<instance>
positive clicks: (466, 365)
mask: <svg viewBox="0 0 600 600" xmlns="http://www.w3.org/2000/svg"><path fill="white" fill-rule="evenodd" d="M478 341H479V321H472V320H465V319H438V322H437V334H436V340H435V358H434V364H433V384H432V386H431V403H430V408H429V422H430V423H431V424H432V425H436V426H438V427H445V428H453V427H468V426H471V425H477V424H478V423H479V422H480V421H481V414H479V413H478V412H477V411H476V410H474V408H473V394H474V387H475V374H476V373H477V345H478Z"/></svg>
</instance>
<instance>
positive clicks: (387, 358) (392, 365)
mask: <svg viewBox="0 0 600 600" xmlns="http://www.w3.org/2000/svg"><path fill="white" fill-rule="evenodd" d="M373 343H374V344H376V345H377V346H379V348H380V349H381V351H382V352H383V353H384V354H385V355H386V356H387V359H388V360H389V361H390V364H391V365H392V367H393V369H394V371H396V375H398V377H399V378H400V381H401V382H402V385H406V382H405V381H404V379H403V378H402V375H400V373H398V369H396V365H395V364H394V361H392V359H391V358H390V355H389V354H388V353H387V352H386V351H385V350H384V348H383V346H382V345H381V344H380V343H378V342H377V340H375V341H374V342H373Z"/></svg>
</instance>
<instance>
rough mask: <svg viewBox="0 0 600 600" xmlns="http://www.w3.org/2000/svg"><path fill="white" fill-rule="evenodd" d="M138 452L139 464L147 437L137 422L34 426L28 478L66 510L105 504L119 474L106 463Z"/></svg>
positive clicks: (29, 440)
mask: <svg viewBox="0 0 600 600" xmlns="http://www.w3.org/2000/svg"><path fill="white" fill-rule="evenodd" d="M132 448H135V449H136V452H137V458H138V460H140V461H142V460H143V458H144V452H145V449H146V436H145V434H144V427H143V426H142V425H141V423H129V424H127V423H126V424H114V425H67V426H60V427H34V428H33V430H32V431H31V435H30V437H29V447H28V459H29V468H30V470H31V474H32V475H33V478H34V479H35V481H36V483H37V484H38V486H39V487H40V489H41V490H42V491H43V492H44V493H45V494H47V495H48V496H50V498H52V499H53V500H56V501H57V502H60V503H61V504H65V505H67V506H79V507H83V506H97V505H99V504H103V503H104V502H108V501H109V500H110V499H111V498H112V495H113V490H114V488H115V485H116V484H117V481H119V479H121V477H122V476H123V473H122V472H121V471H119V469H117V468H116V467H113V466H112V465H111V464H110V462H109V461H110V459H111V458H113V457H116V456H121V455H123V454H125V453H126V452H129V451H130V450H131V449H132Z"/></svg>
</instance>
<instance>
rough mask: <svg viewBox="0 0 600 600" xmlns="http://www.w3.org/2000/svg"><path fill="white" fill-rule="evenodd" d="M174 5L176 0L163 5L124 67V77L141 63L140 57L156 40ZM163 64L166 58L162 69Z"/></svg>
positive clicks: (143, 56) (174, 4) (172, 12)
========================================
Your answer should consist only of the lines from the one with "5L176 0L163 5L124" through the end of the data above, reproduced exactly.

rough mask: <svg viewBox="0 0 600 600" xmlns="http://www.w3.org/2000/svg"><path fill="white" fill-rule="evenodd" d="M174 5L176 0L163 5L124 67V77L141 63L140 57L156 40ZM163 64L166 58L162 69Z"/></svg>
positive clicks: (143, 56) (174, 4) (172, 12)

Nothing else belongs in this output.